**Try it**
Print exactly the lines from the one containing "Query: baking sheet" through the last line of the listing, both included.

"""

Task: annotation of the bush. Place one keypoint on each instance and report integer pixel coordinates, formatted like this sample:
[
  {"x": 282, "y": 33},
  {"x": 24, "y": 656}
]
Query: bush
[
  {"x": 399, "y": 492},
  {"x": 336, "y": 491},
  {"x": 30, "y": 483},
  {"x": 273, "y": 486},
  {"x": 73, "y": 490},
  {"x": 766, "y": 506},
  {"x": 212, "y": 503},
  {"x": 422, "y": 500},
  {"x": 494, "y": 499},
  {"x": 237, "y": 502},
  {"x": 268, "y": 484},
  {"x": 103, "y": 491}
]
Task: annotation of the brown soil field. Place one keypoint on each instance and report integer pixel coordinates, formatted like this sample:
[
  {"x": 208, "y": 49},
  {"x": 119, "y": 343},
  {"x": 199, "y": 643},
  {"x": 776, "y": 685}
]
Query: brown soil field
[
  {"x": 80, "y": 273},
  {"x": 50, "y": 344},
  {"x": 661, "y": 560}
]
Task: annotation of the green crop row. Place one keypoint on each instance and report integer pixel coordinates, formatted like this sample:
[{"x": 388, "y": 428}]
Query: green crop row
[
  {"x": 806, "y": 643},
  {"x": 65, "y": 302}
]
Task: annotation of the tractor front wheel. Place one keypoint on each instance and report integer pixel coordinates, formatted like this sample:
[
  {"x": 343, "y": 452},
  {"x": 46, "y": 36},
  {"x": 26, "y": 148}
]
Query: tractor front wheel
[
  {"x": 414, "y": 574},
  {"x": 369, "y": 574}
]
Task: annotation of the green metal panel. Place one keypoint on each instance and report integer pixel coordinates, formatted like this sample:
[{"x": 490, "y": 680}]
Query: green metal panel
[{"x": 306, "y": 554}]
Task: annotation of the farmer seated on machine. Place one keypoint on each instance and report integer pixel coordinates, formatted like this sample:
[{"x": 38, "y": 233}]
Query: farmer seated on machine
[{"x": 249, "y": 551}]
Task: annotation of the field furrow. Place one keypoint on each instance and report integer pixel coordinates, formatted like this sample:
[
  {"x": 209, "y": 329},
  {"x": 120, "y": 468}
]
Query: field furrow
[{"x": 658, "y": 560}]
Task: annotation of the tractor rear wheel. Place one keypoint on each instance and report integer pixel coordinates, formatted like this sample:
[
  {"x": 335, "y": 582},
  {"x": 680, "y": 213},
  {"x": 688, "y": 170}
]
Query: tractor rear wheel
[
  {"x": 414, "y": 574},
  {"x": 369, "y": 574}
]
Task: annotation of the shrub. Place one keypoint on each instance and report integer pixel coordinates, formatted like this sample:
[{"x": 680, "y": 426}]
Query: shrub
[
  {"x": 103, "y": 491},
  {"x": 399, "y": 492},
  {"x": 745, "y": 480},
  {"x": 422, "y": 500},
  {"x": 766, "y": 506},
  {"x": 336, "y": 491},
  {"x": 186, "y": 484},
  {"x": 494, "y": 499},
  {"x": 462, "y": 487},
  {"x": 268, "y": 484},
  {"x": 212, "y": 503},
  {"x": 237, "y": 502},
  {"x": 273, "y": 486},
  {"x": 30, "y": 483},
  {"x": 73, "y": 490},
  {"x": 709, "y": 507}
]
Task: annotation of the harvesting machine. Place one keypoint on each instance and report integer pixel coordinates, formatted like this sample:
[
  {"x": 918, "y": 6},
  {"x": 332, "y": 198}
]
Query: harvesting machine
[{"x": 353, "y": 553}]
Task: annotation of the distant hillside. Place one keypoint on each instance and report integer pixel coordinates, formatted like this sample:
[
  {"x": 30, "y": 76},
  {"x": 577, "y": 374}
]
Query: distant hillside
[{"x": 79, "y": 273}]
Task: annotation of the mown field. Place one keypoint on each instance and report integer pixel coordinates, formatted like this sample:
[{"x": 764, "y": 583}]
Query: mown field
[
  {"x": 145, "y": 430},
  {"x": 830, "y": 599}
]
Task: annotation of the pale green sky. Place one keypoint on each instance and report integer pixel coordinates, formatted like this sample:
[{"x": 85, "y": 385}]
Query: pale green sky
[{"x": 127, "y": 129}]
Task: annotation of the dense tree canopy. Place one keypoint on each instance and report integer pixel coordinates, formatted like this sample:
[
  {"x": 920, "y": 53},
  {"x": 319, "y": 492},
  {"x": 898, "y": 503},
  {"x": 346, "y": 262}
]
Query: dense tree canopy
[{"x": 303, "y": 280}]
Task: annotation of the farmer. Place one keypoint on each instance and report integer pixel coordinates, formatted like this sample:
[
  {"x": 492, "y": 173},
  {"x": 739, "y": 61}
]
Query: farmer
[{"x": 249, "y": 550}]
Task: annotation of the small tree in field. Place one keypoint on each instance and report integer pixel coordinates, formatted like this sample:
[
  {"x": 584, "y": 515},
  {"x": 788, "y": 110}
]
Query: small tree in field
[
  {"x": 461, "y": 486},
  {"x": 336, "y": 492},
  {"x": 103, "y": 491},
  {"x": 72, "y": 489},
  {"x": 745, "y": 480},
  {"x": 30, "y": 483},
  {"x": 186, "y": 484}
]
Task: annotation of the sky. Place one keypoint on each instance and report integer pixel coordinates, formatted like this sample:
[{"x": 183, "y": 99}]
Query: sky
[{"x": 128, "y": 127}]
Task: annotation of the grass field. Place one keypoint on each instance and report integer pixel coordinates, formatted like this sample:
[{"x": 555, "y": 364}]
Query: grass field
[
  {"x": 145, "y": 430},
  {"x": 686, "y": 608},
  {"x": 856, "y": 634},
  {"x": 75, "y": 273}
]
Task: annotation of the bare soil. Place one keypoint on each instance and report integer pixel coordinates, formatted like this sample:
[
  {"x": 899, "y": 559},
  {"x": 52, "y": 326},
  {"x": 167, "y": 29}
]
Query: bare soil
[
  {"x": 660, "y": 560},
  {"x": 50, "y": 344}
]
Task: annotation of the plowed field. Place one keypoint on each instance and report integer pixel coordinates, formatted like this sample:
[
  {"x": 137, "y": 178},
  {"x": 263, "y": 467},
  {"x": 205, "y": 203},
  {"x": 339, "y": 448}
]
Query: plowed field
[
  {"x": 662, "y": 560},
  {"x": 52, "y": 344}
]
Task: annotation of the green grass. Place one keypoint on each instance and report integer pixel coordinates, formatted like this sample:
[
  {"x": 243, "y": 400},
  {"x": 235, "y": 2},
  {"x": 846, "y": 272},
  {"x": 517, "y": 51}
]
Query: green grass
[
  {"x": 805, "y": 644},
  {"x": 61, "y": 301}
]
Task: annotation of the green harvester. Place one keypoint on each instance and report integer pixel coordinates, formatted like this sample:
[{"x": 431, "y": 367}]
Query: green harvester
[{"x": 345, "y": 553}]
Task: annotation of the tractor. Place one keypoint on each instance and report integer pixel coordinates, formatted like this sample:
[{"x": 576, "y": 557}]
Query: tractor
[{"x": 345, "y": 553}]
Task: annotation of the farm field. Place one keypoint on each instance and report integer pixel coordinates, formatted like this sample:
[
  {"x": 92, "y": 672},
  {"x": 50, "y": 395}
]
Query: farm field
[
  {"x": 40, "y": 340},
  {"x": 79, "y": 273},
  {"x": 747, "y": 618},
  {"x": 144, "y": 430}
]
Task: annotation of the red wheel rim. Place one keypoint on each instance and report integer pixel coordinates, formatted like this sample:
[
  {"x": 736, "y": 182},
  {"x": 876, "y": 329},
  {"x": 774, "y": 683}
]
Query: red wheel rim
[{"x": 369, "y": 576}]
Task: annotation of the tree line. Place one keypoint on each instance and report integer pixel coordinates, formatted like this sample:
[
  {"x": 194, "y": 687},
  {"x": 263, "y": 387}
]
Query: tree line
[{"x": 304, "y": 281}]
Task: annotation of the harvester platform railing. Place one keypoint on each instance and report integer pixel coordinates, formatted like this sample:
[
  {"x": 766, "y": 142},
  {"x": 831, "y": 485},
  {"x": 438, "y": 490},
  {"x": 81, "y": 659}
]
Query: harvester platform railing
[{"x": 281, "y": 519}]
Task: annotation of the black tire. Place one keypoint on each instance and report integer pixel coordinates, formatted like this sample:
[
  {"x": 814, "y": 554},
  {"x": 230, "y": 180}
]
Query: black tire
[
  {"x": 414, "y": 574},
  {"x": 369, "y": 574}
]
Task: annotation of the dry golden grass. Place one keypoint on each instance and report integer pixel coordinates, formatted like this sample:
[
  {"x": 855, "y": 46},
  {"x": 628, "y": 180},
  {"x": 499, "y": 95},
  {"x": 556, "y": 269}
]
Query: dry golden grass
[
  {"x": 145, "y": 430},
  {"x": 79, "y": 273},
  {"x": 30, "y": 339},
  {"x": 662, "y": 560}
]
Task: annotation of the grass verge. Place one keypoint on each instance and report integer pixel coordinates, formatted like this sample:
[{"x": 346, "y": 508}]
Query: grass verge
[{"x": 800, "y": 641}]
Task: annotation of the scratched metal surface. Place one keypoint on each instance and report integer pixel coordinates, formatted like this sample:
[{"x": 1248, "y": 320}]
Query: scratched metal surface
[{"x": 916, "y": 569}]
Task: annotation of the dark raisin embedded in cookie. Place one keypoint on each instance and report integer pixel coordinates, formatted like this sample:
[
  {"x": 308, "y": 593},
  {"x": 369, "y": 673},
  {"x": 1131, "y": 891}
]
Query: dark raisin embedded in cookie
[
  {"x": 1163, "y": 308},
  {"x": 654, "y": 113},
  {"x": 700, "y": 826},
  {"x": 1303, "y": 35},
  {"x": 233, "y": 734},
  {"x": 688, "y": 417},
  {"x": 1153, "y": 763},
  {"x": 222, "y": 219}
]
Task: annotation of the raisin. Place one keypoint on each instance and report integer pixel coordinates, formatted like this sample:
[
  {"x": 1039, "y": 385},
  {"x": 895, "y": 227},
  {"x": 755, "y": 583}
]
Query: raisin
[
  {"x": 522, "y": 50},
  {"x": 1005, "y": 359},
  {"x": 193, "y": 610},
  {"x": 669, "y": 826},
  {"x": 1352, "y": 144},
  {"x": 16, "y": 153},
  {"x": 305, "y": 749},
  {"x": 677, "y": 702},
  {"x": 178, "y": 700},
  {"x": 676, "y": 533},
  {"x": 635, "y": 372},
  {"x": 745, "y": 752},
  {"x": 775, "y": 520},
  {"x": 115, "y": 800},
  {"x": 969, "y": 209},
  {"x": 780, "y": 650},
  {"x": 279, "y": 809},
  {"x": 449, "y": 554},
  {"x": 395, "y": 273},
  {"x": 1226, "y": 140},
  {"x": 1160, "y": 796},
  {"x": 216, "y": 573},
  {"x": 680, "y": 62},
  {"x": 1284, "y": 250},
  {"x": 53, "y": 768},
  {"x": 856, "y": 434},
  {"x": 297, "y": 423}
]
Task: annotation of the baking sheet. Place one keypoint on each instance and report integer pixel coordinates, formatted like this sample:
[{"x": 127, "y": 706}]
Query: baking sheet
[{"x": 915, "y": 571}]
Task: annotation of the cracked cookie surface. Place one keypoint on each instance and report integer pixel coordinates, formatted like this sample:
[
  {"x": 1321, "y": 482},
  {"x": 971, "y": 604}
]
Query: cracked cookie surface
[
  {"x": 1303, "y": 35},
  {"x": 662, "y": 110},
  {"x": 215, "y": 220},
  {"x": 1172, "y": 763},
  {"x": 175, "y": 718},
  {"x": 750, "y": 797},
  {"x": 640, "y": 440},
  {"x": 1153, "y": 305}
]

"""

**Your solution**
Query: baking sheet
[{"x": 915, "y": 571}]
Task: annotation of the cracked cookie surface. Place one keypoint on each instance and report integer pixel coordinates, formatted like this sample:
[
  {"x": 1321, "y": 482},
  {"x": 971, "y": 604}
]
Query: cracked cookie surface
[
  {"x": 1303, "y": 35},
  {"x": 662, "y": 110},
  {"x": 215, "y": 220},
  {"x": 1172, "y": 763},
  {"x": 175, "y": 718},
  {"x": 750, "y": 797},
  {"x": 640, "y": 440},
  {"x": 1153, "y": 305}
]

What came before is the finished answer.